Are measures being taken to control the spread of SARS-CoV-2, such as social distancing, business shutdowns, and sheltering in place, infringing on civil liberties? Perhaps -- but COVID-19 testing could help mitigate this, according to an opinion piece published April 9 in the New England Journal of Medicine.
There's already resistance across the U.S. to disease control measures, and some consider testing for COVID-19 an intrusion as well, wrote David Studdert, ScD, of Stanford University and attorney Mark Hall of Wake Forest Schools of Law and Medicine, Winston-Salem, NC. But a broad testing program could actually prevent the need for greater intrusions during the pandemic, the authors argued.
"We believe that decisions to continue, modify, or lift severe restrictions -- particularly bans on movement and gathering -- should be tailored using credible person-level information," they wrote.
A population-wide program of disease testing and surveillance could identify those who are most likely to transmit infection. This information could enable management of people most at risk, while avoiding unduly broad restrictions, they suggested.

◆ ◆ ◆ ◆ ◆

### ASSIGNMENT
Write the next part of the article on COVID-19 testing and civil liberties, picking up after its final sentence. The data have no connection to the article on COVID-19 testing and civil liberties.

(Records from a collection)
◆ ◆ ◆ ◆ ◆

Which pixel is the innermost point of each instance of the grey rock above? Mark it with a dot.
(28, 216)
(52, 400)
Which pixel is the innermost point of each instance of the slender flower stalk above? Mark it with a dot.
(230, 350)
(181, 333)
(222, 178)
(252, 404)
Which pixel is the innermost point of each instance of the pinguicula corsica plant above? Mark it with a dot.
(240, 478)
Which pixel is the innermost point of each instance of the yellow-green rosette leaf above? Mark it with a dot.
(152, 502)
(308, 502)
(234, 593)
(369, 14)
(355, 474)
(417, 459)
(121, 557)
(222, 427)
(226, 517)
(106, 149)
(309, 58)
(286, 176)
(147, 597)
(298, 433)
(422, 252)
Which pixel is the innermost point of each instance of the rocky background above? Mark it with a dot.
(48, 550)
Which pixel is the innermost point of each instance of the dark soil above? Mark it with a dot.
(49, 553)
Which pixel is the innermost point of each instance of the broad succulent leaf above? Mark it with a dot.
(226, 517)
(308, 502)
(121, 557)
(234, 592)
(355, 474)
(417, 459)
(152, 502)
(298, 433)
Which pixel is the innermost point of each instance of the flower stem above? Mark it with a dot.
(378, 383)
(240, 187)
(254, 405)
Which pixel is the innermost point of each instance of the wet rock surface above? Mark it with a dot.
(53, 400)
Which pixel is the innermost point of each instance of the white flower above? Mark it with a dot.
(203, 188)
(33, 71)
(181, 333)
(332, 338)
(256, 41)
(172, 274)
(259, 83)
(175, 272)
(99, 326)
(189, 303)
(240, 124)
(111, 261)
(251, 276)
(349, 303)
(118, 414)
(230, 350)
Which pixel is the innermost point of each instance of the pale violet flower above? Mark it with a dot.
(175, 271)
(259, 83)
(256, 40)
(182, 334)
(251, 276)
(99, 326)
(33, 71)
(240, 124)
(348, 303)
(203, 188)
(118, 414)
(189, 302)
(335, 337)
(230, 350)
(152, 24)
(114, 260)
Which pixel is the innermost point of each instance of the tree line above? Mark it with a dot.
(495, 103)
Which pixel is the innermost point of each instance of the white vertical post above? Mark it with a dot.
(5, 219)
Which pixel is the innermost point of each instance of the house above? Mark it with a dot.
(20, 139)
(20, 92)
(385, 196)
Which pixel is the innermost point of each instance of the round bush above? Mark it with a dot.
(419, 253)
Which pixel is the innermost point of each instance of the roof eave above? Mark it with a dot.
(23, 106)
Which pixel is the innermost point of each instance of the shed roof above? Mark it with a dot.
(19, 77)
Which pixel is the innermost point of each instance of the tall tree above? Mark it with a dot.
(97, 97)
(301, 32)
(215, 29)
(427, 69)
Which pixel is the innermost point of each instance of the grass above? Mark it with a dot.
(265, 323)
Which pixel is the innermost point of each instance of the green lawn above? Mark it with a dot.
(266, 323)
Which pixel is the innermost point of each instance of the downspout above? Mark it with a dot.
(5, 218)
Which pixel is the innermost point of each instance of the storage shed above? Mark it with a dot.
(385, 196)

◆ ◆ ◆ ◆ ◆

### TASK ANSWER
The virus's transmission patterns confound efforts to identify risk groups, and asking citizens to stay at home to curb spread of the virus is likely to recur, the authors noted. That's why a targeted testing policy could help, and would likely be lawful if it were "based on verifiable risk of contagion, used reliable methods, and was applied evenhandedly," Studdert and Hall wrote.
"Consider, for example, a policy in which people seeking to return to work, school, or social activities are asked to undergo baseline testing for infection and antibodies," they wrote. "Positive tests for infection would trigger self-isolation. Negative tests would certify freedom of movement for a defined period -- say, two or three weeks -- after which additional negative tests would renew the certification."
The lack of availability of test kits and personal protective equipment (PPE) remains a problem, however, and a negative test isn't always reliable -- it's possible that people who were cleared to work could become infected and pass the virus to others in between testing periods. But that doesn't mean that organized testing isn't needed during this crisis.
"In ordinary times, a comprehensive program of testing, certification, and retesting would be beyond the pale," Studdert and Hall concluded. "Today, it seems like a fair price to pay for safely and fairly resuming a semblance of normal life."